# Your assignment
The output should be every line below that includes the word "wall".

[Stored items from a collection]
=-=-=-=-=

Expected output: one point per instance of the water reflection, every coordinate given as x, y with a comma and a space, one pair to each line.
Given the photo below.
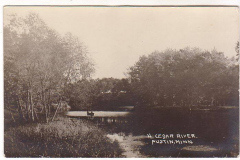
217, 129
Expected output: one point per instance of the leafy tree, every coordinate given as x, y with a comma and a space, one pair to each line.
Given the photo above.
185, 77
38, 63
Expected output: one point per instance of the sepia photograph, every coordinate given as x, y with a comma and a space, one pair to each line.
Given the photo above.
121, 81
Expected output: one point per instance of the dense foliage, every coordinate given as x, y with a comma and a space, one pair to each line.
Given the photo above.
185, 77
99, 94
38, 63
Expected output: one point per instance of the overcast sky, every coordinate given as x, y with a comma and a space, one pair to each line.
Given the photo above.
117, 36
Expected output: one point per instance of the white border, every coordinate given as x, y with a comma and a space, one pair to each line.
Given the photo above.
174, 3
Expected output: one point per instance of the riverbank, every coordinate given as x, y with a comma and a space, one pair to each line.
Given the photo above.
130, 144
61, 138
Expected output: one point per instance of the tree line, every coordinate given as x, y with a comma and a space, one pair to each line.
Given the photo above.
38, 63
43, 69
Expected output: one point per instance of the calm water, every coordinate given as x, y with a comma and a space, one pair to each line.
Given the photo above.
216, 132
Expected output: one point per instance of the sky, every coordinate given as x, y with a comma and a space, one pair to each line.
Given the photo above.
117, 36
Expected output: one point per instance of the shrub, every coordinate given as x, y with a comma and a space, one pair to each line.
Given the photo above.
61, 138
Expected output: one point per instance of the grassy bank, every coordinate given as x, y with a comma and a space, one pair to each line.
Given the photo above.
61, 138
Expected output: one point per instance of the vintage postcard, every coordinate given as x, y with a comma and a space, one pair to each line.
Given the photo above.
123, 82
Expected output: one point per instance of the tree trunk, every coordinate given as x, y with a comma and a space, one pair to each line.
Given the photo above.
59, 104
32, 107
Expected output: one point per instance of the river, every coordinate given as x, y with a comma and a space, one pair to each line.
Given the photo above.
215, 132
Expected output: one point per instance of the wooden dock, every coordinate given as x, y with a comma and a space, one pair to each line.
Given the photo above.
99, 113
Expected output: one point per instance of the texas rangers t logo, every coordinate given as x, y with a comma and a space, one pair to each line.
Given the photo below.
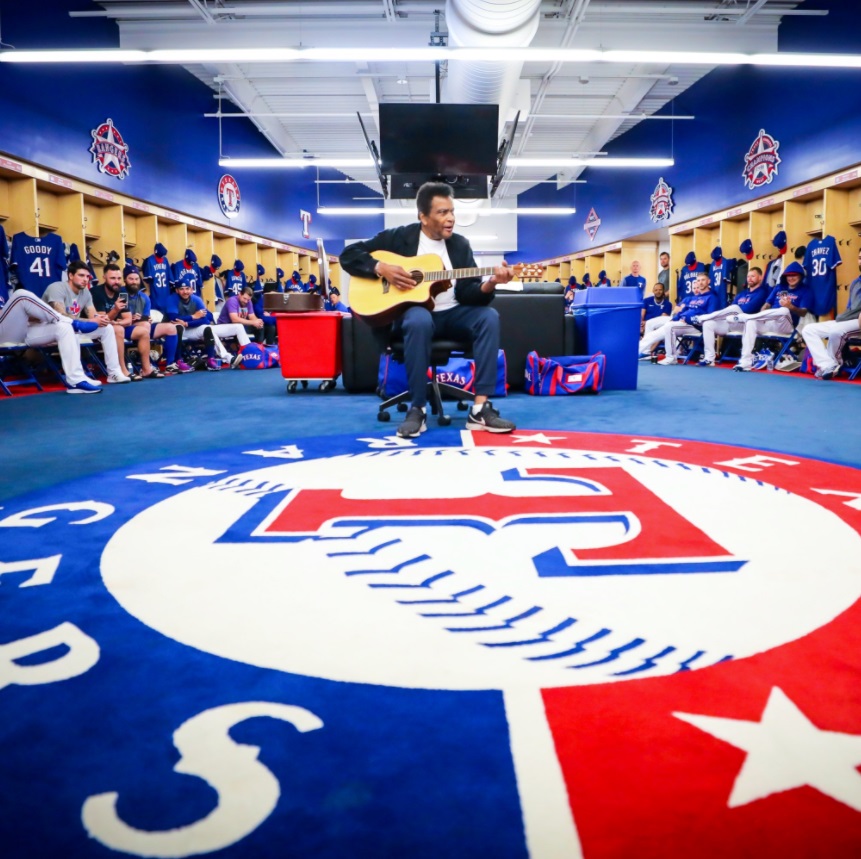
760, 161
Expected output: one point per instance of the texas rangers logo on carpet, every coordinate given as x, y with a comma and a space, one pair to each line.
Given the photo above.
229, 198
110, 152
542, 644
760, 161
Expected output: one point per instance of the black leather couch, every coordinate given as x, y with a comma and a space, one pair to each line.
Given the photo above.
530, 320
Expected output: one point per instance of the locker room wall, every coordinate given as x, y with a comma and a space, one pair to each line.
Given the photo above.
48, 112
815, 116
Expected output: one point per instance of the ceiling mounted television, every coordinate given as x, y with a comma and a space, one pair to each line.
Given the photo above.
439, 139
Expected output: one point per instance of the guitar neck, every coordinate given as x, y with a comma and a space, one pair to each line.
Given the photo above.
453, 274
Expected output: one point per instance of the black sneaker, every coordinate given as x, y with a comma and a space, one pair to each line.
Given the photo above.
415, 423
488, 419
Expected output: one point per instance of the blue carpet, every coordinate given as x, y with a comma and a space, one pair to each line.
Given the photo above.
195, 598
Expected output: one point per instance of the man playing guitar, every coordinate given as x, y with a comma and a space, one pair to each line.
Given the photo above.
461, 312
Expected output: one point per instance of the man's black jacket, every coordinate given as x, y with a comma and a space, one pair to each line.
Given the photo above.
356, 259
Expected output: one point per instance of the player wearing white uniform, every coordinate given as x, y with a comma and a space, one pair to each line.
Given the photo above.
727, 320
702, 301
787, 303
73, 299
828, 358
657, 329
27, 319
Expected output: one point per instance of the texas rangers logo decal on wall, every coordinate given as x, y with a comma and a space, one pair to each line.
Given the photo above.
661, 201
288, 644
228, 196
760, 161
110, 152
592, 224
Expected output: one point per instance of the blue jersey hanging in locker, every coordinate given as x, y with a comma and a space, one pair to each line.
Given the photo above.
820, 263
38, 262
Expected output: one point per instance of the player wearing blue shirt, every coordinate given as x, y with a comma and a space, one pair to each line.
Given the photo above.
820, 262
156, 274
333, 301
720, 275
828, 359
703, 301
634, 278
787, 303
656, 329
728, 320
37, 262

=-=-=-=-=

# Written response
Expected output: one point per instance of the locker room wall, every coordinate given as x, y with a comma and a space, one pair to each line.
Expected output: one point per instance of the texas rangers logo decal on wall, every coordinate given as x, y with a comma and a space, one pair to each line.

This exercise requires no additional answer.